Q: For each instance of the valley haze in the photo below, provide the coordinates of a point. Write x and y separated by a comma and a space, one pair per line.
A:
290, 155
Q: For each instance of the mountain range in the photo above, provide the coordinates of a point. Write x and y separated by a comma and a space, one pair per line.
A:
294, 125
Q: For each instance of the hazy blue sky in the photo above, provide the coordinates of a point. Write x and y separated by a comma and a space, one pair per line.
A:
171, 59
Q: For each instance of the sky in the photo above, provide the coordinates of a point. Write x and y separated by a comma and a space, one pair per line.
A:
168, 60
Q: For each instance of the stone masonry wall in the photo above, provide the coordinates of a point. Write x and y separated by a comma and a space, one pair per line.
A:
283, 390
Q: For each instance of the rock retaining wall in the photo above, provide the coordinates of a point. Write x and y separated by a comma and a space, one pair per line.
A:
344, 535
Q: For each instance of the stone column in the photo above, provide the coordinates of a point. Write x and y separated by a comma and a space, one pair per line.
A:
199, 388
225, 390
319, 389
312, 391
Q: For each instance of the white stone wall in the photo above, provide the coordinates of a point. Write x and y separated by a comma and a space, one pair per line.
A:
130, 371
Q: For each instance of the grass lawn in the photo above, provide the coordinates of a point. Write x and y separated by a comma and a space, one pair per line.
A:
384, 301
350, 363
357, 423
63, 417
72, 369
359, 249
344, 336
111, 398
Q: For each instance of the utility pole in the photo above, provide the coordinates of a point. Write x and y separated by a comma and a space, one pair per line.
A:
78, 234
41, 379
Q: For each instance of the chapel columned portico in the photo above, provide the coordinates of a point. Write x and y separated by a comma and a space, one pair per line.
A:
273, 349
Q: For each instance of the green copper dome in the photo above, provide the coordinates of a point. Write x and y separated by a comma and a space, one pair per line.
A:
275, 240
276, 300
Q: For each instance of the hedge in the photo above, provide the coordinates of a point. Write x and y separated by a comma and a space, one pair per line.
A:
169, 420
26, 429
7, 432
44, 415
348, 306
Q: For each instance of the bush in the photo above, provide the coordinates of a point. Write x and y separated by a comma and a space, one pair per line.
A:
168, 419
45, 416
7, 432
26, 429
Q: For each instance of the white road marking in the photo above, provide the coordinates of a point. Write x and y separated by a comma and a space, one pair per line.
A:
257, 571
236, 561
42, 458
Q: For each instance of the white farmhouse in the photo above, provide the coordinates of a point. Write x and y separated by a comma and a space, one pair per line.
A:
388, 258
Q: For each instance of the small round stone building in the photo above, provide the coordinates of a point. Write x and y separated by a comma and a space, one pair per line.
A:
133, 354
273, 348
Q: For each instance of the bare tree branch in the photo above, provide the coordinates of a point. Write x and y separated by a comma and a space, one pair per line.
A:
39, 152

**What is expected:**
Rewrite all of the rows, substituting "location" for every occurrence of "coordinates" and leaving everything else unchanged.

**Worked answer:**
Q: For each instance of the valley haze in the photo below, provide the location of a point. Write x and y separated by a comma and a space, one pair per line.
A:
290, 155
Q: For each instance of the mountain range in the photo above, provide the location of a point. Write x and y separated by a comma and a space, one pair per line.
A:
294, 125
Q: For each instance of the hazy blue sky in the photo above, provide the location of a point. Write x and y separated by a comma and a space, one pair per line.
A:
171, 59
Q: For each instance of the sky in the photo above, provide the location of a point. Write x and y separated by a comma and a space, one pair per line.
A:
168, 60
Q: For each instance of the stone masonry wall in the photo above, provide the location of a point. Write x and y separated by a comma and a space, one pair per line.
A:
283, 390
Q: For each instance of the rock retaining wall in the photo above, provide the location of a point. Write x and y separated by a comma and a space, one pair per line.
A:
344, 535
Q: For each instance of the stone column in the photo above, provide the location of a point. Write x and y separated by a comma and a space, one pair per line.
A:
199, 388
225, 390
319, 389
312, 391
Q: For each instance of the white stone wall in the photo above, provide the location of a point. Write x and y separated by a comma and a space, one pair per line.
A:
130, 371
Q: For each instance of the grass lawn in the photo above, provide the location of a point. Write x and y separated by a comma and a space, one pair per line.
A:
384, 301
350, 363
357, 423
63, 417
72, 369
359, 249
344, 336
111, 398
Q: For each instance of the utility pole in the photo above, provide the location of a point. Write x and y separated by a comma and a space, one pair per line.
A:
78, 234
41, 379
Q: For each instance of the chapel columned portico in the photo above, provide the location of a point. Write x and y separated by a comma and a space, one pair per line.
A:
273, 349
Q: For each instance of the green copper dome in the photo above, provide the location of a point. Write x and y separated by a comma and a space, one pair per line.
A:
275, 240
276, 300
Q: For each instance of the hedge in the photo above, provide the location of a point. Write x and y separated by a comma and a space, one pair per line.
A:
169, 420
26, 429
7, 432
44, 415
348, 306
Q: For each instance of the bush in the photo above, provide the location of a point. Write x and y separated by a comma and a space, one pair per line.
A:
168, 419
45, 416
7, 432
26, 429
Q: For each instance of the white road marking in the photo above, provide the location of a point. Write x and y separated by a comma and a space, one pair per line.
A:
257, 571
236, 561
42, 458
Q: For each instance of the white farmhouse in the photo above, provide the location of a point. Write x and y separated by a comma and a space, one pair per line.
A:
388, 258
Q: For each instance of the small round stone building in the photo above, provide the location of a point. Write x and y separated by a comma and a space, one pair per line.
A:
133, 354
273, 348
Q: For each instance of the bare tree branch in the photo above, provide the location of a point. Write x and y separated by a comma and a space, one pair per line.
A:
39, 152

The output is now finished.